- [DOCUMENT EXCERPT]:
◇ ◇ ◇ ◇ ◇ ◇ ◇

Drones have paved the way for a number of incredible applications over the past year or so, and as we become more familiar with the boundaries, limitations and capabilities of these vehicles we are able to explore new uses in a wide range of industries. However, just as drones are now helping to save lives, grow crops, protect endangered wildlife and a whole host of other great accomplishments, they can also pose a number of risks to commercial aviation. In order for the industry to move forward and realise its full potential, these risks must be identified and steps must be made to ensure safety so that drones and commercial aviation can operate together effectively. So what are the risks?
Safety risks to commercial aviation occur when an incident is caused due to a drone operating in the vicinity of an airport. There have been a number of reported incidents of this nature making national news stories. For example, last November a passenger aircraft avoided a near-collision with London's famous skyscraper, The Shard, due to a drone that was said to have flown near the plane’s wing and horizontal stabiliser, causing a disruption to standard flight. Although no incident occurred, the need to address these risks is clear.
Whenever there is intent or willful interference with aircraft or airport operation, the risk becomes a security risk. A rising concern is a potential threat of using drones to gather intelligence (for malicious purposes), as well as the potential threat of a drone carrying and delivering explosives. Cyber threats and hazards fall under this category, as well as any use of a drone to deliberately endanger aircraft or airports.

◇ ◇ ◇ ◇ ◇ ◇ ◇

- [AVAILABLE DATA]:

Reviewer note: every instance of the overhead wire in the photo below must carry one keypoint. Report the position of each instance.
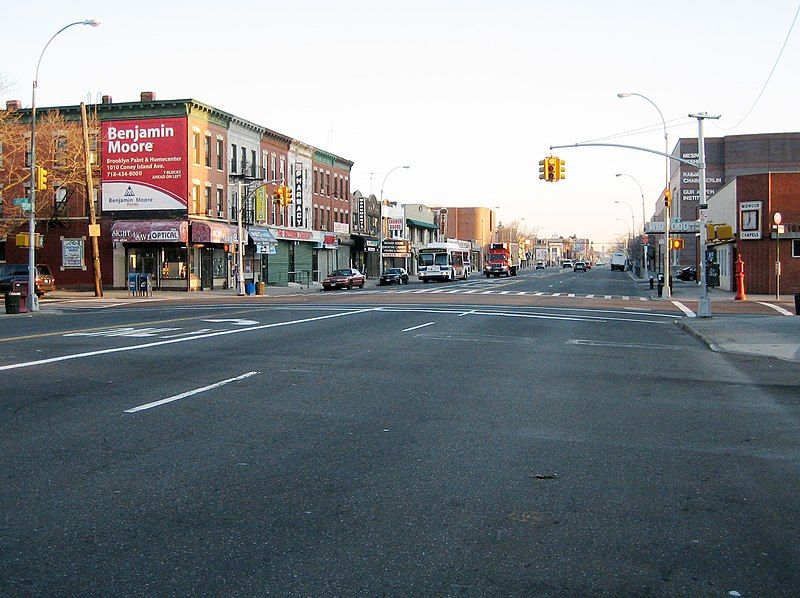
(769, 77)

◇ ◇ ◇ ◇ ◇ ◇ ◇

- [TASK DESCRIPTION]: Please reproduce everything in the drone-risks text from "Drones have paved" down to "are the risks?", substituting "civil aviation" for "commercial aviation".

- [EXERCISE SOLUTION]:
Drones have paved the way for a number of incredible applications over the past year or so, and as we become more familiar with the boundaries, limitations and capabilities of these vehicles we are able to explore new uses in a wide range of industries. However, just as drones are now helping to save lives, grow crops, protect endangered wildlife and a whole host of other great accomplishments, they can also pose a number of risks to civil aviation. In order for the industry to move forward and realise its full potential, these risks must be identified and steps must be made to ensure safety so that drones and civil aviation can operate together effectively. So what are the risks?